(Dataset rows)
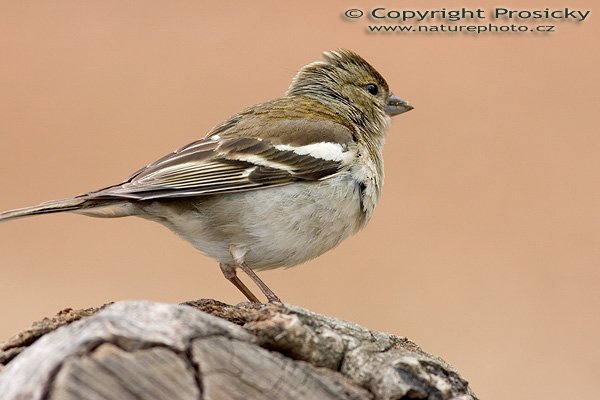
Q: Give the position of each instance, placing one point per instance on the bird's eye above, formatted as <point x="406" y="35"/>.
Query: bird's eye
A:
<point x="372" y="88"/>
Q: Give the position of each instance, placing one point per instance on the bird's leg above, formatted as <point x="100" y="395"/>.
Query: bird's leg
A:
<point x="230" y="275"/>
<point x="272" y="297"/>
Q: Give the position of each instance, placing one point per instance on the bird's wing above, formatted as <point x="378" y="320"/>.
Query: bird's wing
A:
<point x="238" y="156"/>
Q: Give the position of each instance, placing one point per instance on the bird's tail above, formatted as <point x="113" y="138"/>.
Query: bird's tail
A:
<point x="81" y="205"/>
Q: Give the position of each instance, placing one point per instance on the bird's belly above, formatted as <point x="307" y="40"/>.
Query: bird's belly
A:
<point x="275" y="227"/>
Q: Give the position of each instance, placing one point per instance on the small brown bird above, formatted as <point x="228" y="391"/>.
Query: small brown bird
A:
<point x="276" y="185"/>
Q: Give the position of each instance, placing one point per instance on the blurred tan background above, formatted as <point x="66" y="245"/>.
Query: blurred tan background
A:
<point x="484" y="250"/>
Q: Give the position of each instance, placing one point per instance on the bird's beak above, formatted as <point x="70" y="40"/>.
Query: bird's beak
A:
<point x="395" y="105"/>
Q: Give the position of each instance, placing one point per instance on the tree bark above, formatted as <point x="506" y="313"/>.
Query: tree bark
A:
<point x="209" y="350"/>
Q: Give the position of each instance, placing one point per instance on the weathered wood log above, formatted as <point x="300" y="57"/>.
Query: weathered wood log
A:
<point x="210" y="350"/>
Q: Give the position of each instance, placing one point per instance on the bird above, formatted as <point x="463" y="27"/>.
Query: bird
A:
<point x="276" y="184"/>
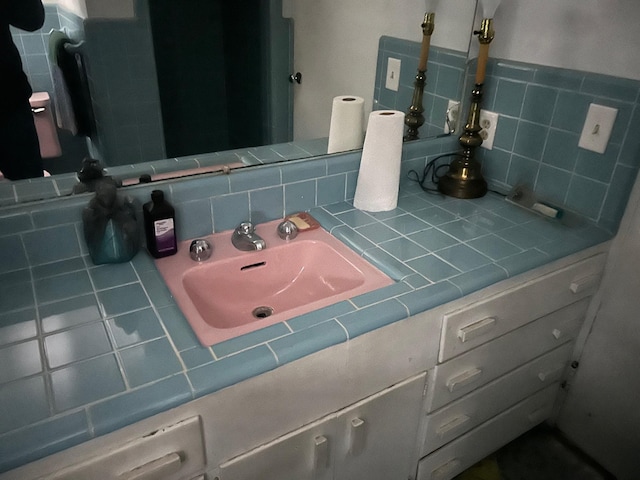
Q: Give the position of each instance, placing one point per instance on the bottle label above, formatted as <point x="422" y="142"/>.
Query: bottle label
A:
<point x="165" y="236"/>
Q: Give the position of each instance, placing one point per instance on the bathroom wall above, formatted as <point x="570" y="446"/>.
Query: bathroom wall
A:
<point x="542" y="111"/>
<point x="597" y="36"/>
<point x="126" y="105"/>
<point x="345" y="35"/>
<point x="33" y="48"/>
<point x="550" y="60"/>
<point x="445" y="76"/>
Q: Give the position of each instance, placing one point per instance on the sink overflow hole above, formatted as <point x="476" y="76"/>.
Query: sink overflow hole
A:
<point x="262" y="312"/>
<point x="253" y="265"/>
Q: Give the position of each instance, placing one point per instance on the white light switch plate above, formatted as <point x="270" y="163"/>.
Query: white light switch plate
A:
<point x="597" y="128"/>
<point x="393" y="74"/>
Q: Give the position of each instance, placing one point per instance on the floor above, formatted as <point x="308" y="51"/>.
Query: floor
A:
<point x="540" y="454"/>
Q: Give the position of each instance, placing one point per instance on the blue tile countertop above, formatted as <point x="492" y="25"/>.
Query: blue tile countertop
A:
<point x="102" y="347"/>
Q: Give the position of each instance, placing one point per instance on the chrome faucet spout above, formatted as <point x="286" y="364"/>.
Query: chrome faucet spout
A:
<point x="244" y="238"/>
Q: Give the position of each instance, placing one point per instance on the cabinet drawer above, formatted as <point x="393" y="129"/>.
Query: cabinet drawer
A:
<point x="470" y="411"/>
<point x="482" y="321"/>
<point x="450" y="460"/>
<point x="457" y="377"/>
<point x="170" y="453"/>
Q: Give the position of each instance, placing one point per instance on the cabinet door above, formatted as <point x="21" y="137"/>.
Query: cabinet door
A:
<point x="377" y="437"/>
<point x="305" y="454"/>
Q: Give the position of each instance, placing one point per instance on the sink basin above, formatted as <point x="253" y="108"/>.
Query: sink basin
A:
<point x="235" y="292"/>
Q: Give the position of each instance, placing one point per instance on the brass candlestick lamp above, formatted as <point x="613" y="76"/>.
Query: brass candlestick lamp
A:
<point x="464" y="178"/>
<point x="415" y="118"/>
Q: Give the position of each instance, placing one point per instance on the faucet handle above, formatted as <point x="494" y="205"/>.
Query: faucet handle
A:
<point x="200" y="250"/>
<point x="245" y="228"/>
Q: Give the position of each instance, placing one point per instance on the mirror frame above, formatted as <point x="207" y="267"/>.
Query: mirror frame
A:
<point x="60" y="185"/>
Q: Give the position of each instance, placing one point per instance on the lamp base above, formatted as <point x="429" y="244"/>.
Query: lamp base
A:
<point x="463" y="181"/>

Task instructions -> Repeat every record precisely. Any picture among them stays out of the copy.

Worked answer ->
Q: Give the position of each instance, placing one point per instance on the bird's eye above, formatted as <point x="406" y="35"/>.
Query: bird's eye
A:
<point x="372" y="88"/>
Q: Give the position of each instance, placing one point per instance on the bird's leg above, formatted as <point x="100" y="395"/>.
Query: bird's leg
A:
<point x="230" y="275"/>
<point x="272" y="297"/>
Q: Give the position of each instance, placing one point per instance on the bird's wing above, formatted as <point x="378" y="320"/>.
Query: bird's wing
A:
<point x="238" y="156"/>
Q: Give the position of each instance, placing one point per instance on the bird's tail above, formatted as <point x="113" y="138"/>.
Query: bird's tail
A:
<point x="81" y="205"/>
Q: Give the position of each instance, placing one point per instance on the bird's belly above, formatted as <point x="307" y="40"/>.
Query: bird's belly
A:
<point x="275" y="227"/>
Q: Give the position of each instance, placing one point per instance on the small brown bird above, formatted as <point x="228" y="391"/>.
Query: small brown bird
A:
<point x="276" y="185"/>
Q: Give the position of each instance, placing one point per instance on the blurred tan background above, formatted as <point x="66" y="245"/>.
Query: blurred tan background
A:
<point x="484" y="250"/>
Q: Give the position of each instance, placing one point per instance on the bird's beak above, formatted as <point x="70" y="40"/>.
Query: bird's beak
A:
<point x="395" y="105"/>
Q: Give the position of each instance, placing one point per instance on the tree bark above, formatted as <point x="506" y="313"/>.
Query: tree bark
A:
<point x="209" y="350"/>
Q: Give the position of each instance, placing one point per instance on the weathered wood log above, formatted as <point x="300" y="57"/>.
Query: weathered wood log
A:
<point x="210" y="350"/>
Q: Give the position of each instance, placing one point per instance on the bird above, formatted as <point x="463" y="27"/>.
Query: bird
A:
<point x="276" y="184"/>
Q: Give the position of each instance, placing one point per instance on the bottle label above, formatted as <point x="422" y="142"/>.
Query: bottle label
A:
<point x="165" y="236"/>
Q: Give the position of each instance, placing one point per instance on the bathroom wall above, formatted as <point x="570" y="446"/>.
Query: bathroom wall
A:
<point x="542" y="111"/>
<point x="597" y="36"/>
<point x="126" y="105"/>
<point x="345" y="35"/>
<point x="33" y="48"/>
<point x="550" y="60"/>
<point x="445" y="76"/>
Q: Give the position of each instance, placing one point per instance on the sink overflow hole above, formatted as <point x="476" y="76"/>.
Query: sink overflow hole
A:
<point x="262" y="312"/>
<point x="253" y="265"/>
Q: Give the position of each instance, placing one point per instance on the white light switch plate above, formatted as <point x="270" y="163"/>.
Query: white light switch plate
A:
<point x="597" y="128"/>
<point x="393" y="74"/>
Q: Give the position of each instance, placing one point per instance on the floor above, formatted as <point x="308" y="51"/>.
Query: floor
A:
<point x="540" y="454"/>
Q: Give the position of each instance, placing one point per instance on the blue tile countertop above, formatted as <point x="492" y="25"/>.
Query: blue tile countertop
A:
<point x="102" y="347"/>
Q: Give the position of each instance, placing one point per instance on the chrome faucet spout above, formatted as <point x="286" y="364"/>.
Query: chrome faucet spout
A:
<point x="244" y="238"/>
Q: Give the position of each instance, placing one point per instance on the cabinet drawer above, formatted as <point x="393" y="129"/>.
Query: cabinet drawer
A:
<point x="470" y="411"/>
<point x="482" y="321"/>
<point x="450" y="460"/>
<point x="457" y="377"/>
<point x="170" y="453"/>
Q: Give the position of each instance, placing one point per instance on the cabinet door above, formatted as <point x="21" y="137"/>.
Query: cabinet door
A:
<point x="377" y="437"/>
<point x="305" y="454"/>
Q: Give the position of each instance, placing one point per instance on the sink basin above, formatted as <point x="253" y="108"/>.
Query: sink basin
A:
<point x="235" y="292"/>
Q: Give the position of each instance, placing one point per instance on the brass candlestick lamp above, formatted as <point x="613" y="76"/>.
Query: brass candlestick lamp
A:
<point x="464" y="178"/>
<point x="415" y="118"/>
Q: Give the position of each instance, placing one point per instance on the faucet handle above, formatted as <point x="494" y="205"/>.
Query: faucet handle
A:
<point x="200" y="250"/>
<point x="245" y="228"/>
Q: Give the position of each instance, placing one point per instance on the mirror frame above, formatted as <point x="207" y="267"/>.
Query: mirror frame
A:
<point x="60" y="185"/>
Q: Give the position of each instance, placing one point per instance on the lamp base above, formatted as <point x="429" y="244"/>.
Query: lamp base
A:
<point x="463" y="181"/>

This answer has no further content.